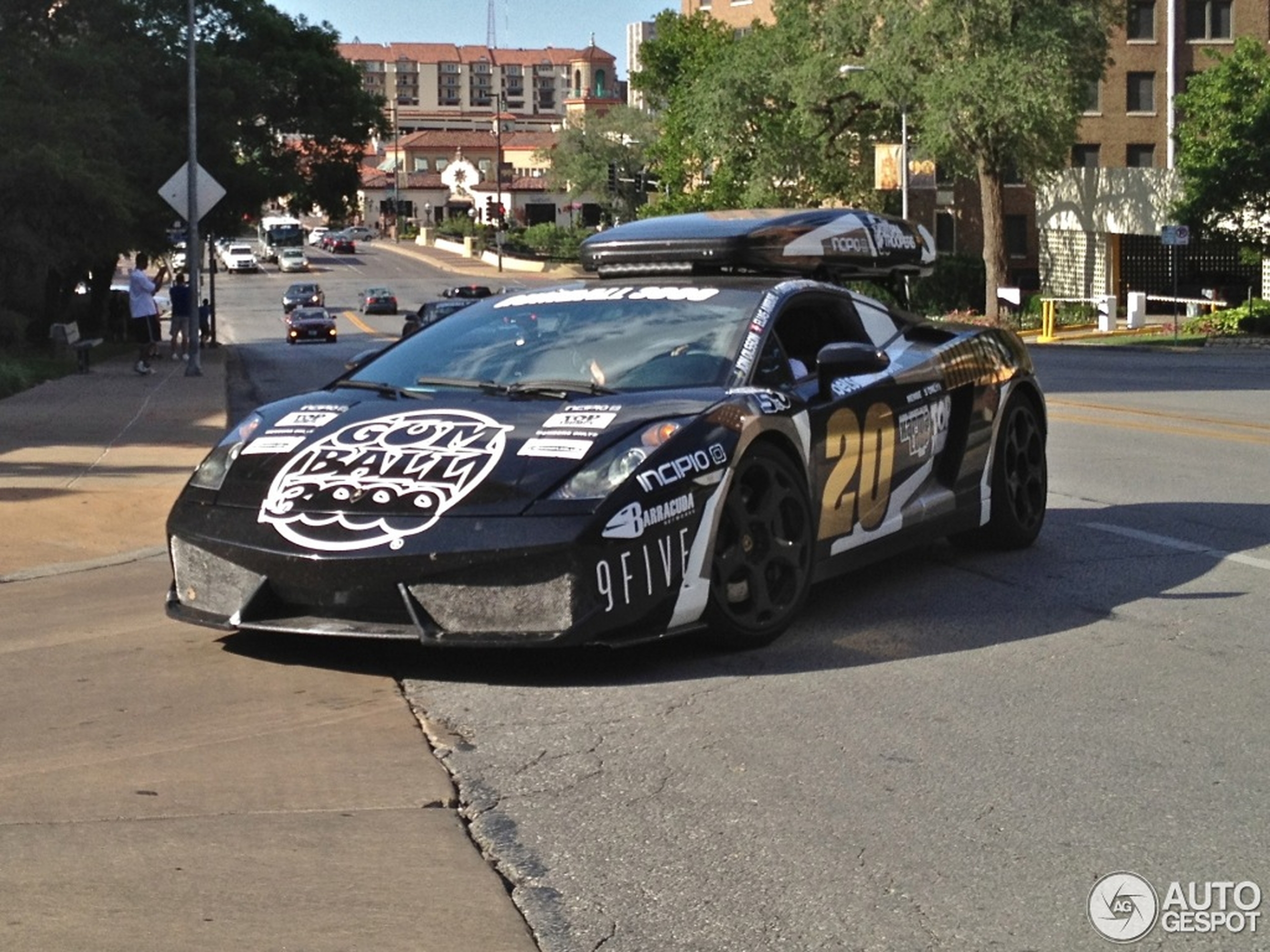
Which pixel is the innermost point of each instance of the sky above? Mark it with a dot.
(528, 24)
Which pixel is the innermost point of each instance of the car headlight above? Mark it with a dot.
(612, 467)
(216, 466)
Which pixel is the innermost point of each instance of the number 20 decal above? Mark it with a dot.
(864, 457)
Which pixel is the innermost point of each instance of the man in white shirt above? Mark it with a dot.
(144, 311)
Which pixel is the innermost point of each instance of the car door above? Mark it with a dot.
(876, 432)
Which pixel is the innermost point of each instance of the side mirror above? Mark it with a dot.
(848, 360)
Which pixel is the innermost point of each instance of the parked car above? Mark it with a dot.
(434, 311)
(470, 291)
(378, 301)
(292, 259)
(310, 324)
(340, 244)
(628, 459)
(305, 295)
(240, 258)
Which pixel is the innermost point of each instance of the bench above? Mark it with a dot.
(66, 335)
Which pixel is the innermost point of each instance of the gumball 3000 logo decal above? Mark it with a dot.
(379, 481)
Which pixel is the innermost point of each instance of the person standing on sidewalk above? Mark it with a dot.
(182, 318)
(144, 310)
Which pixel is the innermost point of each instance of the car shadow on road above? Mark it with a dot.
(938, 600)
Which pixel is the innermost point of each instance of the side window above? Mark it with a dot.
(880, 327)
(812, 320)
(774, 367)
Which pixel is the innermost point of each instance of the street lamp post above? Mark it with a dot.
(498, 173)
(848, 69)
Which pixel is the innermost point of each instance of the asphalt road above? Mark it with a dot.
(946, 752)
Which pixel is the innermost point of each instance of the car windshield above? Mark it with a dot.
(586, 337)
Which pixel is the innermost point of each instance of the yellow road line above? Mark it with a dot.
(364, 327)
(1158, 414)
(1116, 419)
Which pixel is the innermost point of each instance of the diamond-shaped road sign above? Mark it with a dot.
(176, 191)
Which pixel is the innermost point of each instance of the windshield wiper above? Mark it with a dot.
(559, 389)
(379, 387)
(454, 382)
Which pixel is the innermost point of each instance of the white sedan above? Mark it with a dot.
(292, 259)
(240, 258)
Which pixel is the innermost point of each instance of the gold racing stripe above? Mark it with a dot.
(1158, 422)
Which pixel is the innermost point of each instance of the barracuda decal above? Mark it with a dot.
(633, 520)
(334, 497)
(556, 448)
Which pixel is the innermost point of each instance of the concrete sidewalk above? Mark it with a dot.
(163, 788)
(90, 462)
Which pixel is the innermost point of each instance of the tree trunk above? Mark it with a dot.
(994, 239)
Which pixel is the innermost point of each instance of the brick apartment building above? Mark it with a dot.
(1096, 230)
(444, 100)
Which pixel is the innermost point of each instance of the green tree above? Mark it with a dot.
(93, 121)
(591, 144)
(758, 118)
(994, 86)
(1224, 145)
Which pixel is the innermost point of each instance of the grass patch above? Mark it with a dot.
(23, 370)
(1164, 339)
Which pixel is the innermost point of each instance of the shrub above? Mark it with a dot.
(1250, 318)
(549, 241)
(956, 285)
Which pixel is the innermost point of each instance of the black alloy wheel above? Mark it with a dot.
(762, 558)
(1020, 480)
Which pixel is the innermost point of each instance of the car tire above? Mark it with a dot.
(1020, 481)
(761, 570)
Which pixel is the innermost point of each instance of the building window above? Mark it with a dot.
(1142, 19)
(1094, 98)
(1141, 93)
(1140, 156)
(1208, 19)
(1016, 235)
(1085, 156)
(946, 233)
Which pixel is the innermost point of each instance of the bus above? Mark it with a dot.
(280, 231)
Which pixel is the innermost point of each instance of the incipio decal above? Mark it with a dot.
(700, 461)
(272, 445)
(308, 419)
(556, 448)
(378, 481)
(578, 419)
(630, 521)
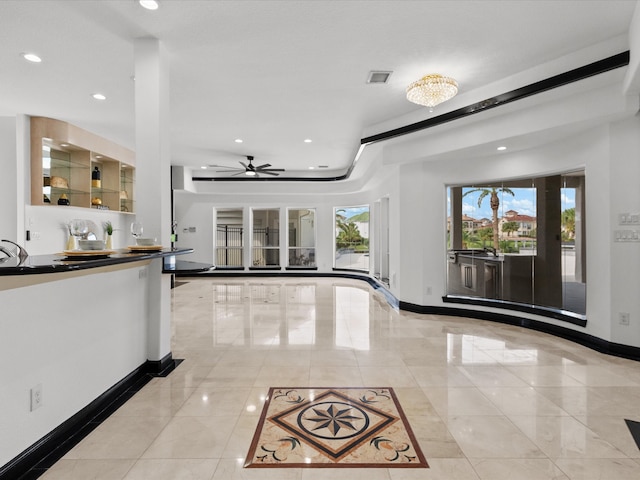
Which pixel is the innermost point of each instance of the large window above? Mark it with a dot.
☆ ☆ ☆ ☆ ☆
## [Work to complete]
Reproduce every line of the records above verbatim, omitting the pictures.

## [Exercise result]
Which pixel is the innermost point of each instance of the sky above? Mark it with a dot.
(528, 24)
Which pixel is the innermost point of each instance of the car headlight above? Mark it with a dot.
(612, 467)
(216, 466)
Which pixel is the innermost point of each instance of the number 20 decal above? Mark it with a dot.
(864, 457)
Which pixel is the innermost point of each instance of the man in white shirt above? Mark it with a dot.
(144, 311)
Which pixel is the innermost point of each instance of the car door above? Mark it with a dot.
(876, 432)
Which pixel is the innermost point of each instance of the side mirror above? Mark it with a dot.
(848, 360)
Which pixel is the innermost point of each instance of the parked car above? Mark it with a dot.
(434, 311)
(470, 291)
(378, 301)
(292, 259)
(310, 324)
(340, 244)
(628, 459)
(305, 295)
(240, 258)
Which pixel is the innermost point of each instance of the bench above? Mark it with a dot.
(66, 335)
Which pixel is the innermost point of each instance of the gumball 3000 logo decal above? Mark it with a dot.
(379, 481)
Which pixel is the innermost point of each instance of the person standing on sidewalk above? Mark it with a dot.
(182, 318)
(144, 310)
Which pixel is the innermost point of each instance of the car shadow on road above? Mark it with a dot.
(938, 600)
Which pixel is the innermost point of each instance of the side window above? Mark it with a dot.
(880, 327)
(812, 320)
(774, 367)
Which pixel is the innermost point of each instance of the street lamp post above? Mark it with a dot.
(498, 173)
(848, 69)
Which pixel is the innermost point of each instance of the asphalt road above? Mark it with a dot.
(946, 752)
Which pixel is the innermost point of each instance of the car windshield above? Mark it with a dot.
(586, 337)
Which pixel is the innermost point of each instance of the yellow road line above? Mark it with a dot.
(364, 327)
(1158, 414)
(1116, 419)
Which pixel is the innermost point of each instance of the diamond-shaped road sign above? Mark it with a dot.
(176, 191)
Which pixel is the innermost point of each instance of the windshield wiper above? Mark it with a dot.
(559, 389)
(379, 387)
(454, 382)
Which pixel is the innermost point of each instance of the white sedan above? Mark it with a dot.
(292, 259)
(240, 258)
Which pixel is the innermost point of each instance of the gold racing stripe above? Mark it with a dot.
(1158, 422)
Which pixel is the innermost point of each instance of the barracuda decal above? Mark it with a dot.
(633, 520)
(334, 497)
(556, 448)
Which pixel is the innermost point of each instance of the concrete sidewalk above? Mark it with a dot.
(163, 788)
(90, 462)
Which pixel is the innermost point of each instance of the tree trunk above? Mark it with a dot.
(994, 239)
Which pixel is the innermost point of each instance of the brick apartment building above? Mark it with a dot.
(1096, 230)
(444, 100)
Which pixel is the innermost point of each instance of the green tree above? Mark it with a dot.
(93, 121)
(591, 144)
(758, 118)
(994, 86)
(1224, 145)
Which pixel is the innermost point of each instance of the grass patch above? Mark it with a dot.
(23, 370)
(1164, 339)
Which pixel is the innermost point of each instance of the shrub above? Mark it with a dot.
(1250, 318)
(549, 241)
(956, 285)
Which pixel is the innermost point of each instance of the black alloy wheel above? Mark it with a dot.
(762, 558)
(1020, 480)
Which pixel is the innermost point of each instance of the car tire above? Mark it with a dot.
(1020, 481)
(761, 570)
Which pixel is the innermost point of each instance of the building window above? Mark it with a dot.
(1142, 19)
(1094, 98)
(1141, 93)
(1140, 156)
(1208, 19)
(1016, 235)
(1085, 156)
(946, 233)
Which pixel is the innermost point of each instance of the bus above? Mark it with a dot.
(280, 231)
Which pixel is the innermost point of each instance of the incipio decal above? Mark it with a dot.
(700, 461)
(272, 445)
(308, 419)
(556, 448)
(378, 481)
(578, 419)
(630, 521)
Which pixel is the innermost point of each instance of the large window above? Mark it with a dot.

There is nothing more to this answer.